Reproduce, word for word, the portion of the appeal decision below that falls between "I. This appeal" and "an amended description.", inclusive.

| TEXT SHOWN |
——
T 0114/10 (Replacing corroded fluid conducting parts/ATI) of 20.7.2012

Summary of Facts and Submissions

I. This appeal is from the decision of the Examining Division to refuse the European patent application No. 05 781 453.5 (international publication number WO-A-2006/020381) for a method for replacing corroded fluid conducting parts in equipment via welding.

II. The decision was based on the grounds of Articles 84 and 56 EPC and, amongst others, on documents

D4 US-A-3 962 767 and

D7 US-A-5 259 547.

III. The Applicant (hereinafter Appellant) filed an appeal against this decision and filed amended sets of claims in five new requests and an amended description.

IV. In a communication annexed to the summons for oral proceedings on 20 July 2012, the Board indicated its provisional opinion that none of the requests on file seemed to fulfil the provisos of Article 84 EPC.

The Board further indicated that the claimed method seemed to differ from that disclosed in document D4 only in that the first material was a corrosion resistant material like zirconium and that the first and second regions were solid welded. The technical problem actually solved in view of document D4 thus appeared to consist in providing a process suitable to replace in an apparatus an existing fluid conducting part by one which is corrosion resistant. However, it appeared that a skilled person would consider using a material like zirconium for that purpose and adapt the welding method as suggested in the prior art.
——
| INFORMATION SUPPLIED |
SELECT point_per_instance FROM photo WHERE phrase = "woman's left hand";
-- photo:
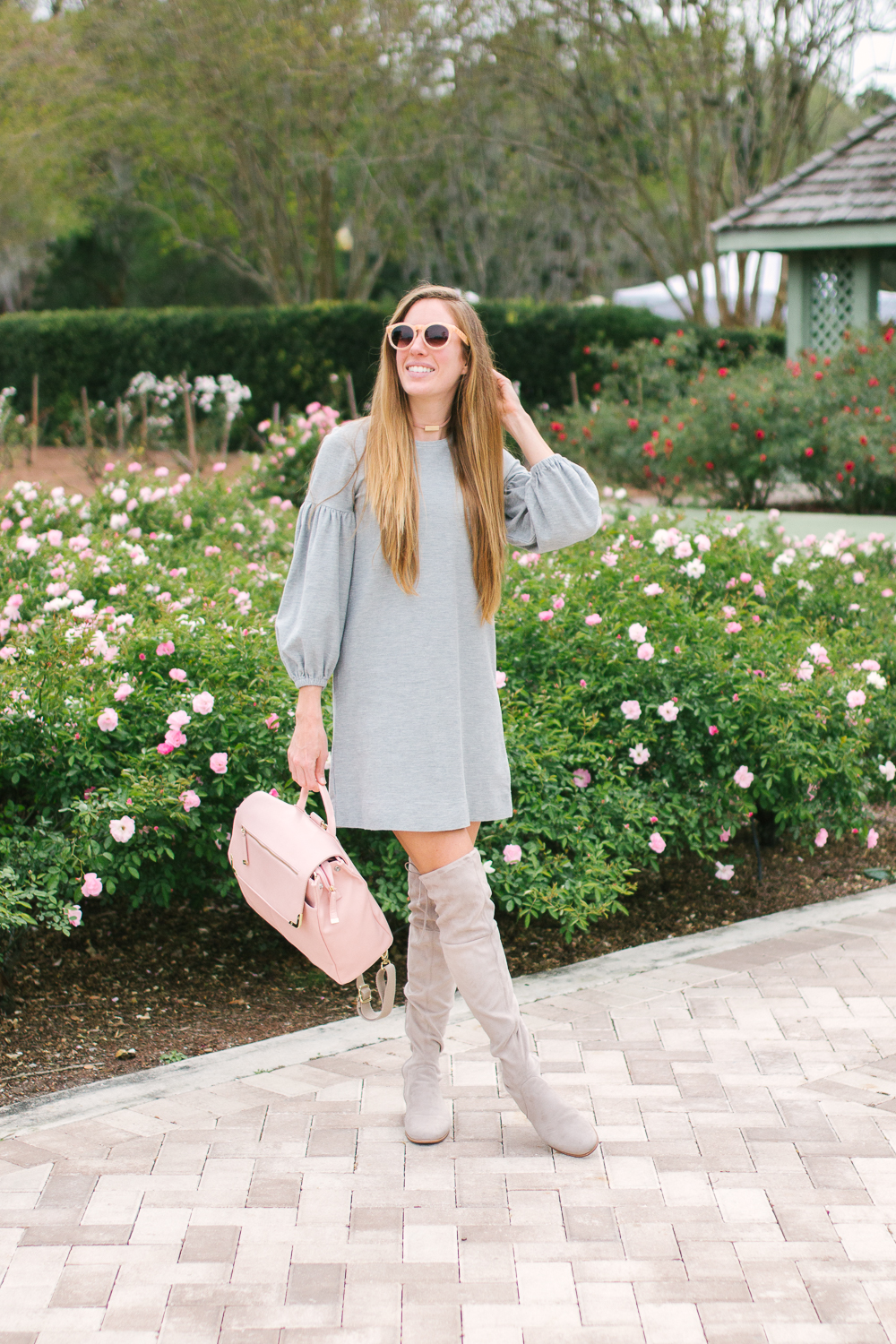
——
| EXERCISE OUTPUT |
I. This appeal is from the decision of the Examining Division to refuse the European patent application No. 05 781 453.5 (international publication number WO-A-2006/020381) for a method for replacing corroded fluid conducting parts in equipment via welding.

II. The decision was based on the grounds of Articles 84 and 56 EPC and, amongst others, on documents

D4 US-A-3 962 767 and

D7 US-A-5 259 547.

III. The Applicant (hereinafter Appellant) filed an appeal against this decision and filed amended sets of claims in five new requests and an amended description.